:: About this task ::
Would you please output all the records exactly as given? Pictures should not appear in the copy.

(Segmentation mask data)
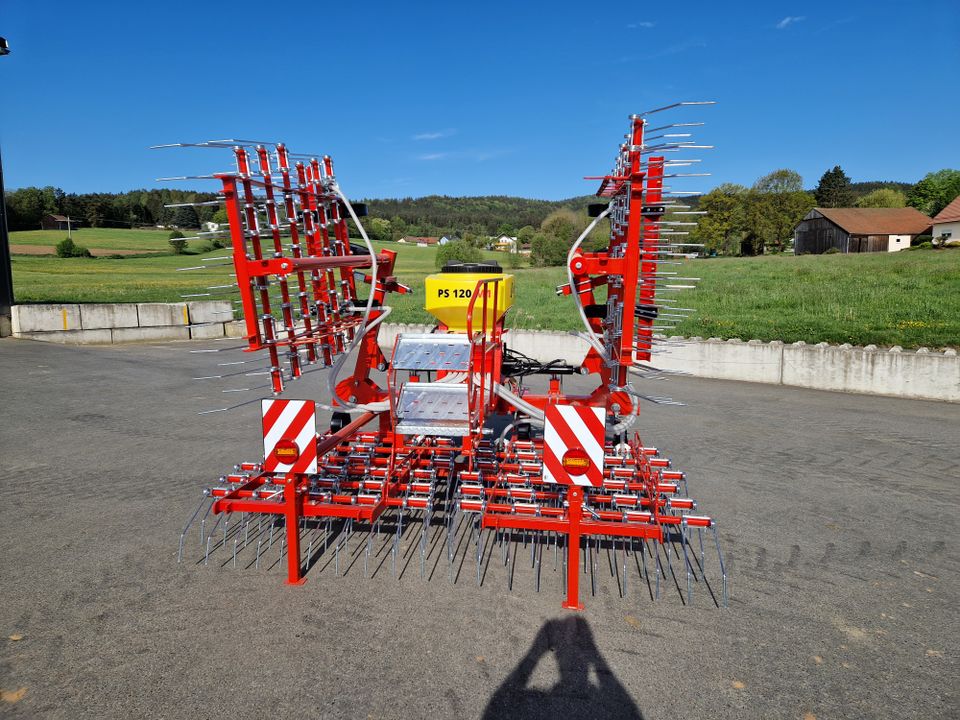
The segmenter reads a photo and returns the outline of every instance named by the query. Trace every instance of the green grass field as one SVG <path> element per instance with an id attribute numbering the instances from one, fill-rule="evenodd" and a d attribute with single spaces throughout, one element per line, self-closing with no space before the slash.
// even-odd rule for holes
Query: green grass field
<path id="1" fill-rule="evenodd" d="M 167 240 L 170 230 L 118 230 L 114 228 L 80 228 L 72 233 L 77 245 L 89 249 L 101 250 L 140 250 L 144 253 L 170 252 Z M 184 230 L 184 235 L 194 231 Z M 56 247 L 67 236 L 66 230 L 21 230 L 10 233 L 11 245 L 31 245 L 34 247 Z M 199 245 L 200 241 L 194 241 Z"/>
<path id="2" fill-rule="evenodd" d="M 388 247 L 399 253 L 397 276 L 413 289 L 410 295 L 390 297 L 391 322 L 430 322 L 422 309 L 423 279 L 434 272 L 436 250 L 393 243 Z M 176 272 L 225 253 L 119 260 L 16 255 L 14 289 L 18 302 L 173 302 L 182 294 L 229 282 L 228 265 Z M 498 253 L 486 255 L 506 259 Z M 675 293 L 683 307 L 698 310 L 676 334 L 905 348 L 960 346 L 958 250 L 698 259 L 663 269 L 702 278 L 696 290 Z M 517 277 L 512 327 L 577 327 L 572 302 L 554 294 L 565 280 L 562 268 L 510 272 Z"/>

:: Answer below ::
The segmenter reads a photo and returns the outline of every instance named by the query. Trace every instance of the green grass field as one SVG <path> element per instance with an id attribute numbering the instances from one, fill-rule="evenodd" and a d attribute with single spaces throughout, one element per line, self-closing with no space before the slash.
// even-odd rule for holes
Query: green grass field
<path id="1" fill-rule="evenodd" d="M 167 240 L 170 230 L 118 230 L 114 228 L 80 228 L 72 233 L 77 245 L 89 249 L 101 250 L 140 250 L 144 253 L 170 252 Z M 184 230 L 184 235 L 194 231 Z M 56 247 L 67 236 L 66 230 L 21 230 L 10 233 L 11 245 L 31 245 L 34 247 Z M 199 245 L 200 241 L 194 241 Z"/>
<path id="2" fill-rule="evenodd" d="M 388 247 L 399 253 L 397 276 L 413 289 L 410 295 L 390 297 L 391 322 L 430 322 L 422 309 L 423 279 L 434 272 L 436 250 L 393 243 Z M 176 272 L 225 253 L 119 260 L 16 255 L 14 289 L 18 302 L 173 302 L 182 294 L 229 282 L 228 265 Z M 498 253 L 486 255 L 506 259 Z M 675 293 L 683 307 L 698 310 L 676 334 L 905 348 L 960 346 L 958 250 L 698 259 L 663 269 L 702 278 L 696 290 Z M 517 277 L 512 327 L 577 327 L 572 302 L 554 294 L 565 280 L 562 268 L 510 272 Z"/>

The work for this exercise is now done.